• _TEXTO APRESENTADO_:
::::::::

Nesta discussão, um elemento crucial é a Ponte de Kerch, que conecta a Crimeia à Rússia. A Ucrânia tem visado as rotas de abastecimento de Moscou na Crimeia por quase um ano, mas até agora, equipamentos pesados ainda conseguem passar por essa rota vital. Em julho, a ponte sofreu danos em um ataque atribuído à Ucrânia. Atualmente, a via está fortemente protegida, mas ainda permanece como um alvo para Kiev.
“Quando fecharmos essa ponte da Crimeia, criaremos um problema logístico para eles (Rússia)”, afirma Ryzhenko. Interromper essa linha de suprimento para a Crimeia seria uma situação catastrófica para Moscou e poderia facilitar uma ofensiva ucraniana no sul do país. No entanto, observadores em Kiev alertam para a necessidade de cautela.
“Acho que isto pode ser um preparativo para a liberação da Crimeia. Mas acho que vai levar tempo”, aponta Musiienko. “O que estamos fazendo no momento é limpar o caminho até a Crimeia”.

::::::::

• _TAREFAS A CUMPRIR_:
a – No texto sobre a Ponte de Kerch, em que mês a ponte foi danificada num ataque atribuído à Ucrânia?
b – Transcreva do texto sobre a Ponte de Kerch o trecho que começa em "Nesta discussão, um" e segue até "alvo para Kiev.".
c – Dê continuidade ao texto sobre a Ponte de Kerch a partir do ponto em que ele termina.

• _DADOS FORNECIDOS_:
::::::::

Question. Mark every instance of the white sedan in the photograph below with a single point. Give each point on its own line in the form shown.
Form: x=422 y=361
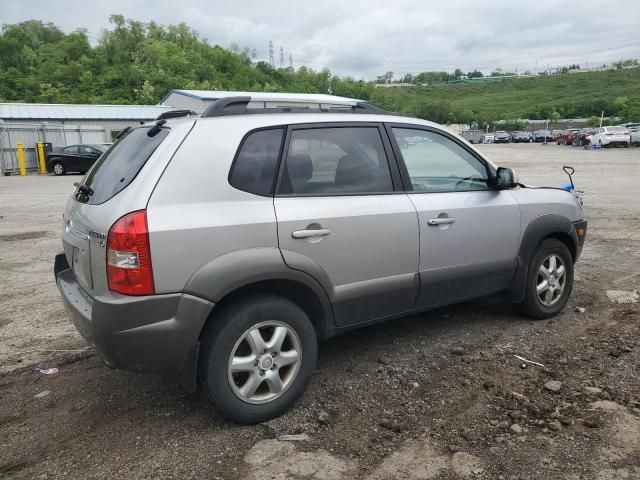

::::::::

• _RESPOSTAS POR TAREFA_:
a – Em julho.

b –
Nesta discussão, um elemento crucial é a Ponte de Kerch, que conecta a Crimeia à Rússia. A Ucrânia tem visado as rotas de abastecimento de Moscou na Crimeia por quase um ano, mas até agora, equipamentos pesados ainda conseguem passar por essa rota vital. Em julho, a ponte sofreu danos em um ataque atribuído à Ucrânia. Atualmente, a via está fortemente protegida, mas ainda permanece como um alvo para Kiev.

c –
Já o secretário do Conselho Ucraniano de Segurança e Defesa, Olesksiy Danilov, disse em entrevista: “Parece que, se os russos não quiserem deixar a Crimeia por vontade própria, teremos que expulsá-los”.
Neste sábado (16/09), Olesksiy deixou claro que a Ucrânia está usando todos os meios disponíveis para forçar a Rússia a abandonar Crimeia.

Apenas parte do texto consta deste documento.